North Carolina’s House of Representatives this week passed House Bill 690, which aims to ban government entities from accepting Central Bank Digital Currencies (CBDCs). The legislation was passed unanimously with 118 House members voting in favor, while two members abstained and none voted against it. The bill’s passage is in response to growing opposition to CBDCs among members of the Republican party, as well as some critics from the Democratic side. In addition to the ban on CBDC acceptance, the bill also prohibits the state from participating in any Federal Reserve branch testing related to CBDCs.

Bill Wording Changes to Reflect CBDCs Only

The bill was initially introduced in April entitled initially titled “An Act To Prohibit Payments In Cryptocurrency To The State,” but on May 2, the wording was changed to replace “cryptocurrency” with “central bank digital currency.” The revision defined this as “a digital currency, a digital medium of exchange, or a digital monetary unit of account issued by the US Federal Reserve System or a federal agency that is made directly available to a consumer by such entities.”

After passing through three readings in the House, the legislation must now pass through the Senate and Governor Roy Cooper’s office before it can be enacted into law.

------------------------------------

▶ [WHAT IS ASKED]: Continue the article above on North Carolina's House Bill 690 and its ban on central bank digital currencies, starting after its last sentence.

▶ [DATA PROVIDED]:
------------------------------------

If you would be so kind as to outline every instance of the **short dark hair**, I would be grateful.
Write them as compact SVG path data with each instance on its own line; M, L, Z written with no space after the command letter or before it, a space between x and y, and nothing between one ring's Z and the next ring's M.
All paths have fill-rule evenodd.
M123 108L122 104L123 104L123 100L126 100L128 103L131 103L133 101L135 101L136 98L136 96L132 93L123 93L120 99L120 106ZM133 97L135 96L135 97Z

------------------------------------

▶ [RESPONSE TO THE EXERCISE]:
North Carolina Follows Florida’s Lead

As the prospect of a digital dollar gathers steam, governors in some states have taken steps to ensure that it won’t be forced on residents, citing privacy concerns over the monitoring that could take place but the governments over citizens’ use of a CBDC. These include Florida Governor Ron DeSantis, who in March equated CBDCs to the “weaponization of the financial sector”.

In March of last year, DeSantis urged the state legislature to prohibit the use of CBDCs as money within Florida’s uniform commercial code, criticizing them for giving the government “a direct view over all consumer activities” and the ability to “cut off access to goods and services,” similar to China’s digital yuan.